RECORDS SUPPLIED Block Start
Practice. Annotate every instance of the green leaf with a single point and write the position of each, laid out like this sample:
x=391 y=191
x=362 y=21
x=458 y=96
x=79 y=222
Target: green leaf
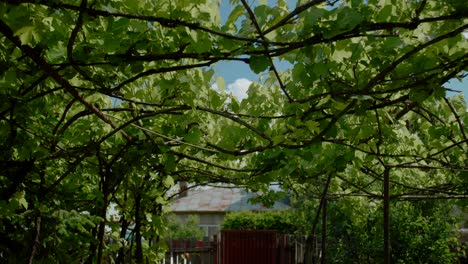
x=168 y=182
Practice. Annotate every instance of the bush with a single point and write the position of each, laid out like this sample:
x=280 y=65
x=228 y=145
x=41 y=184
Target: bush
x=281 y=221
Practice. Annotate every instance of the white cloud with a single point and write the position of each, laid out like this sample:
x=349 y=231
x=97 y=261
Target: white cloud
x=239 y=88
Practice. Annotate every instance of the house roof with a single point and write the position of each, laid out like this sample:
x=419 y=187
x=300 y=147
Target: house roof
x=222 y=200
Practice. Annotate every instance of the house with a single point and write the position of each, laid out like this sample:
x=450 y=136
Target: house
x=211 y=204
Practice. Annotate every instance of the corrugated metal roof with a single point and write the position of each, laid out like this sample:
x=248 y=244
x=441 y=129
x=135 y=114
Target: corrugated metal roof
x=221 y=200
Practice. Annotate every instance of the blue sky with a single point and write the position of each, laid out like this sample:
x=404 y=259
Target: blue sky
x=238 y=75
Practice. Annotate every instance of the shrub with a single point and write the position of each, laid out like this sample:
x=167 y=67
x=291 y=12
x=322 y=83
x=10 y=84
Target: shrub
x=282 y=221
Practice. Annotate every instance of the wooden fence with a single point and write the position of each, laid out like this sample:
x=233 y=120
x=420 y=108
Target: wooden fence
x=239 y=246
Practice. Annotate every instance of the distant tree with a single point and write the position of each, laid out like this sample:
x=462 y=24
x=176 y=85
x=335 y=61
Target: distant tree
x=114 y=101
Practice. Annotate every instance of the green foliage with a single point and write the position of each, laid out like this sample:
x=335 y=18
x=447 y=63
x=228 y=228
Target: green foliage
x=114 y=102
x=421 y=231
x=183 y=229
x=282 y=221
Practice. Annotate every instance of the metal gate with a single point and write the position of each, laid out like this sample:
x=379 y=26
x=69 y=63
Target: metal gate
x=248 y=246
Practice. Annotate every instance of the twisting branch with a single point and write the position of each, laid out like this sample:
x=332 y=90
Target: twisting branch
x=461 y=126
x=30 y=52
x=267 y=49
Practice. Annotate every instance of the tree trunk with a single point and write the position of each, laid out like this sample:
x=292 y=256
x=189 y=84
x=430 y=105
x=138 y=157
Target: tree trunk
x=324 y=230
x=386 y=198
x=139 y=249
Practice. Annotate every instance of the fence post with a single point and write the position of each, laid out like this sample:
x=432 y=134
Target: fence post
x=215 y=249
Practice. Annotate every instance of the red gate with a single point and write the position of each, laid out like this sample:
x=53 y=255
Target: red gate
x=248 y=246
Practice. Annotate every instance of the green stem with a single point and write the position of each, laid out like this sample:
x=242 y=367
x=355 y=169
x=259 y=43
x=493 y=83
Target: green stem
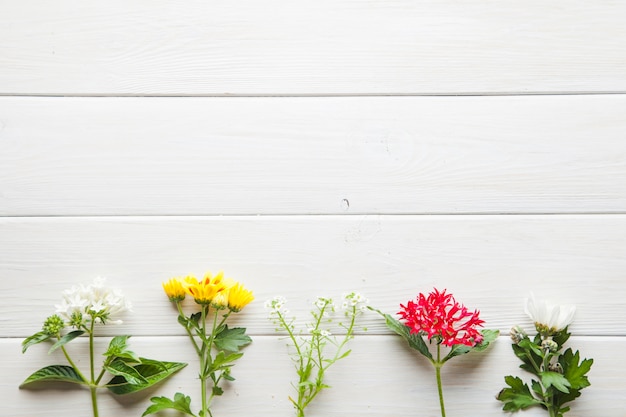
x=206 y=347
x=438 y=364
x=71 y=362
x=193 y=341
x=553 y=412
x=93 y=385
x=94 y=400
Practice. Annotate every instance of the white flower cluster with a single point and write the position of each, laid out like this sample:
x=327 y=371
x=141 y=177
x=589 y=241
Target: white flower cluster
x=549 y=318
x=276 y=305
x=95 y=300
x=354 y=299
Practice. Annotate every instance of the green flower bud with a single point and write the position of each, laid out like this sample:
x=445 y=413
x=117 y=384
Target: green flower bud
x=53 y=325
x=517 y=334
x=549 y=345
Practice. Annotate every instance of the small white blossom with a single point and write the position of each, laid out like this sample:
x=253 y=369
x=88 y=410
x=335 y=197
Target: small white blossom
x=549 y=318
x=354 y=299
x=96 y=301
x=276 y=305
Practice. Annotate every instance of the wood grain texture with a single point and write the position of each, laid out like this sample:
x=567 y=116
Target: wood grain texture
x=490 y=263
x=189 y=156
x=382 y=377
x=321 y=47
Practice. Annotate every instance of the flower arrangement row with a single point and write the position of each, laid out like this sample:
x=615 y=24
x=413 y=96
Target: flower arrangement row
x=434 y=320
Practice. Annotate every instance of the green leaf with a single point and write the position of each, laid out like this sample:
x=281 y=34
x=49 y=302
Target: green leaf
x=222 y=361
x=561 y=337
x=556 y=380
x=118 y=348
x=149 y=371
x=232 y=339
x=457 y=350
x=574 y=371
x=414 y=340
x=34 y=339
x=66 y=339
x=55 y=373
x=180 y=403
x=119 y=368
x=518 y=396
x=489 y=336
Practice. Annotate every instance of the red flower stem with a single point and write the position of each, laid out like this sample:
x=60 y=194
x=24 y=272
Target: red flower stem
x=438 y=366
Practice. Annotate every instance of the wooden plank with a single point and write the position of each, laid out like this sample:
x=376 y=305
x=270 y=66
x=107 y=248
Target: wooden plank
x=197 y=156
x=322 y=47
x=490 y=263
x=381 y=377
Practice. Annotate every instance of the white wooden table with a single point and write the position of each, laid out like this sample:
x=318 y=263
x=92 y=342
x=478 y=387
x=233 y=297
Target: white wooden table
x=312 y=148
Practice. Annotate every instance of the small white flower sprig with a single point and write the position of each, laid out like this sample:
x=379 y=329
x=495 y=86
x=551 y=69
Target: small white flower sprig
x=311 y=355
x=84 y=308
x=560 y=375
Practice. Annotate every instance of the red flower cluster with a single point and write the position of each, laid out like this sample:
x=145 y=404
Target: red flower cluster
x=440 y=316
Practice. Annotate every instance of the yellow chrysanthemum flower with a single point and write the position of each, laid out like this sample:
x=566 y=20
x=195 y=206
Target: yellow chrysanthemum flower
x=204 y=291
x=174 y=290
x=239 y=297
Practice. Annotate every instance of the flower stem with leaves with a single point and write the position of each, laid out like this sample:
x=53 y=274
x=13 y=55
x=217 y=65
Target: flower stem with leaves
x=560 y=376
x=82 y=308
x=443 y=321
x=217 y=345
x=311 y=350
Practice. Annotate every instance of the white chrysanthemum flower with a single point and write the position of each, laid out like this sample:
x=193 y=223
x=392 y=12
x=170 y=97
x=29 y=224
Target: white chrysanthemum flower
x=549 y=318
x=95 y=302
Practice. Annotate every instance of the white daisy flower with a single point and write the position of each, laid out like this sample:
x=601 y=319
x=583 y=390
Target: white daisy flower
x=549 y=318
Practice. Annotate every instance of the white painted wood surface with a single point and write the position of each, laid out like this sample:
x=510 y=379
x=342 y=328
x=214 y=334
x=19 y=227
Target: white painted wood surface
x=490 y=195
x=349 y=155
x=279 y=47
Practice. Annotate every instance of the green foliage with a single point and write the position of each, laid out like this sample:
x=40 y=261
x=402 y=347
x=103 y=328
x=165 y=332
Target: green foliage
x=62 y=373
x=232 y=340
x=146 y=374
x=217 y=347
x=118 y=348
x=416 y=341
x=66 y=339
x=130 y=372
x=180 y=403
x=318 y=350
x=517 y=396
x=34 y=339
x=560 y=376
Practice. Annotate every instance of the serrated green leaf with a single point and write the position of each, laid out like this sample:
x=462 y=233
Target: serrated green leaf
x=232 y=340
x=120 y=368
x=34 y=339
x=62 y=373
x=574 y=371
x=414 y=340
x=222 y=361
x=180 y=403
x=537 y=388
x=518 y=396
x=561 y=337
x=149 y=371
x=489 y=336
x=66 y=339
x=531 y=346
x=118 y=348
x=556 y=380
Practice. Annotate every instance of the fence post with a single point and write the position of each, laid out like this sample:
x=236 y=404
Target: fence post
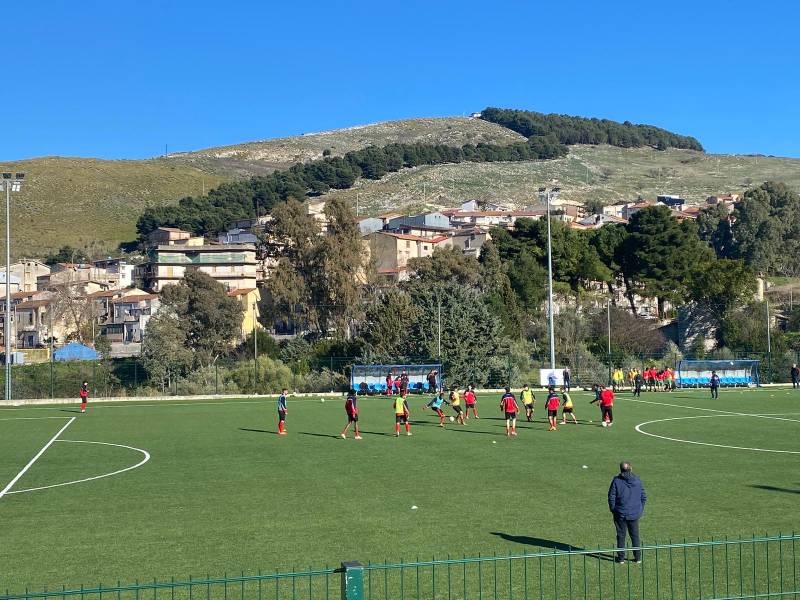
RECORDS SUPPLIED Block End
* PROBLEM TO WORK ON *
Repeat, exactly and in full, every entry in the data, but not the pictures.

* ANSWER BOX *
Practice. Annotate every instance of the green leaf with a single point and write the position of each, laid out like this sample:
x=391 y=191
x=362 y=21
x=458 y=96
x=79 y=222
Target: green leaf
x=168 y=182
Practice. Annotate every instance of the bush with a single point and write the position of each, laid out like this sample:
x=280 y=65
x=228 y=145
x=41 y=184
Target: bush
x=281 y=221
Practice. Annotate every instance of the white cloud with a single point and write the position of each, laid out like this sample:
x=349 y=231
x=97 y=261
Target: white cloud
x=239 y=88
Practice. Annotate every instance of the house roof with a single point and write the position of each, laid out like this sample:
x=419 y=187
x=300 y=147
Target: house roof
x=222 y=200
Practice. Annotate every instance of the house with a single point and write the position of each, laid out like this sample:
x=450 y=136
Target: house
x=211 y=204
Practice. Annotate every instance of the corrugated metal roof with a single point and write the position of each, laid out like this sample:
x=248 y=244
x=441 y=129
x=135 y=114
Target: corrugated metal roof
x=221 y=200
Practice. Annotate every instance of the blue sky with a single point and write the position of each, laid out like this sample:
x=404 y=259
Target: blue sky
x=238 y=75
Practice. Annotate every instance of the shrub with a single point and write the position of each, laid out like this sample:
x=167 y=67
x=291 y=12
x=322 y=83
x=10 y=84
Target: shrub
x=282 y=221
Practice. Annotate every instance of the wooden fence with a single point and write the position of each, laid out like this sample:
x=233 y=120
x=420 y=108
Target: wooden fence
x=239 y=246
Practice. Annotate every instance of the distant tree with a single point and write the position of each, laid out like this sample:
x=462 y=24
x=176 y=85
x=335 y=61
Target: distant tree
x=114 y=101
Practice. Annotate every instance of the green foliage with a single point and write the position of each, laid out like this sample:
x=335 y=18
x=447 y=63
x=228 y=228
Target: green foliage
x=114 y=102
x=421 y=231
x=183 y=229
x=282 y=221
Practice. Annotate every instance of the metal gate with a single point and write the position of each, laid out like this sample:
x=379 y=26
x=69 y=63
Target: metal gate
x=248 y=246
Practice. Annotate every instance of the twisting branch with a single point and write the position of each, laid out like this sample:
x=332 y=90
Target: twisting branch
x=461 y=126
x=30 y=52
x=267 y=49
Practice. Annotate every instance of the tree trunk with a single point and write the position of each, laid out like this sample:
x=292 y=256
x=189 y=84
x=430 y=105
x=138 y=157
Target: tree trunk
x=324 y=230
x=386 y=198
x=139 y=249
Practice. Annotate every instance of the fence post with a single point and write the position of each, laid out like this sample:
x=432 y=134
Target: fence post
x=215 y=249
Practice. Annotate every instance of the red gate with a single point and write the position of each, laid out like this sample:
x=53 y=255
Target: red gate
x=248 y=246
Practice. Annotate every instance of the green stem with a single point and write the position of each, laid out like this sample:
x=242 y=367
x=355 y=169
x=259 y=43
x=493 y=83
Target: green stem
x=206 y=347
x=438 y=364
x=71 y=362
x=193 y=341
x=553 y=412
x=93 y=385
x=94 y=400
Practice. Annotate every instance of the white flower cluster with a single point and write the position of each, laid out like this sample:
x=327 y=371
x=141 y=177
x=589 y=241
Target: white flower cluster
x=549 y=318
x=276 y=305
x=95 y=300
x=354 y=299
Practice. Annotate every instance of the green flower bud with a single point and write the position of each, laid out like this sample:
x=445 y=413
x=117 y=384
Target: green flower bud
x=53 y=325
x=517 y=334
x=549 y=345
Practice. Annotate every instance of the small white blossom with a single point and write the position of each, laid out like this sample:
x=253 y=369
x=88 y=410
x=335 y=197
Target: small white blossom
x=549 y=318
x=354 y=299
x=96 y=301
x=276 y=305
Practice. Annotate every instance of the wood grain texture with a single point and write the position of each, laid out like this sample:
x=567 y=116
Target: wood grain texture
x=490 y=263
x=189 y=156
x=382 y=377
x=321 y=47
Practice. Annotate every instance of the flower arrangement row with a single point and write the position of each, laid out like this sample:
x=615 y=24
x=413 y=96
Target: flower arrangement row
x=434 y=320
Practice. Annotate every instance of the green leaf with a single point and write the position of each, laid out like this sample:
x=281 y=34
x=49 y=302
Target: green leaf
x=222 y=361
x=561 y=337
x=556 y=380
x=118 y=348
x=149 y=371
x=232 y=339
x=457 y=350
x=574 y=371
x=414 y=340
x=34 y=339
x=66 y=339
x=55 y=373
x=180 y=403
x=119 y=368
x=518 y=396
x=489 y=336
Practice. Annotate every instance of the red flower stem with a single point and write the position of each, laid out like this sample:
x=60 y=194
x=24 y=272
Target: red flower stem
x=438 y=366
Practice. Annotate every instance of the wooden plank with a single point and write the position of each, laid out like this sample:
x=376 y=305
x=270 y=66
x=107 y=248
Target: wooden plank
x=197 y=156
x=322 y=47
x=490 y=263
x=381 y=377
Practice. Annotate every instance of the white wooden table with a single point and write the position of each, laid out like this sample:
x=318 y=263
x=92 y=342
x=478 y=387
x=233 y=297
Target: white wooden table
x=312 y=148
Practice. Annotate every instance of the small white flower sprig with a single point and write the position of each, laid out like this sample:
x=379 y=329
x=495 y=86
x=551 y=69
Target: small white flower sprig
x=311 y=355
x=84 y=308
x=560 y=375
Practice. Annotate every instance of the red flower cluster with a single point and write the position of each, laid out like this sample:
x=145 y=404
Target: red flower cluster
x=440 y=316
Practice. Annotate every instance of the yellow chrysanthemum flower with a single point and write the position of each, laid out like this sample:
x=566 y=20
x=195 y=206
Target: yellow chrysanthemum flower
x=204 y=291
x=174 y=290
x=239 y=297
Practice. Annotate every instance of the flower stem with leaves with a single point and write the position of each, laid out like this sample:
x=53 y=274
x=13 y=55
x=217 y=65
Target: flower stem with leaves
x=560 y=376
x=82 y=308
x=443 y=321
x=217 y=345
x=311 y=350
Practice. Annotate every instance of the white chrysanthemum flower with a single point and write the position of each, laid out like this sample:
x=193 y=223
x=392 y=12
x=170 y=97
x=29 y=224
Target: white chrysanthemum flower
x=549 y=318
x=95 y=302
Practice. Annotate every instance of the white daisy flower with a single point and write the position of each, laid out like this sample:
x=601 y=319
x=583 y=390
Target: white daisy flower
x=549 y=318
Practice. Annotate every instance of the white painted wood surface with a single point and write the position of each, laid out like this sample:
x=510 y=379
x=342 y=328
x=214 y=334
x=19 y=227
Target: white painted wood surface
x=490 y=195
x=349 y=155
x=279 y=47
Practice. Annotate every instance of the green foliage with a single point and write the position of each, laid out like this sample:
x=40 y=261
x=402 y=347
x=103 y=328
x=165 y=332
Target: green foliage
x=62 y=373
x=232 y=340
x=146 y=374
x=217 y=347
x=118 y=348
x=416 y=341
x=66 y=339
x=130 y=372
x=180 y=403
x=318 y=350
x=517 y=396
x=34 y=339
x=560 y=376
Practice. Annotate every instance of the serrated green leaf with a single point and write the position of each, laid out like this sample:
x=462 y=233
Target: serrated green leaf
x=232 y=340
x=120 y=368
x=34 y=339
x=62 y=373
x=574 y=371
x=414 y=340
x=222 y=361
x=180 y=403
x=537 y=388
x=518 y=396
x=561 y=337
x=149 y=371
x=489 y=336
x=66 y=339
x=531 y=346
x=118 y=348
x=556 y=380
Practice. Annotate every instance of the fence post with a single point and write the position of each, laid out like this sample:
x=236 y=404
Target: fence post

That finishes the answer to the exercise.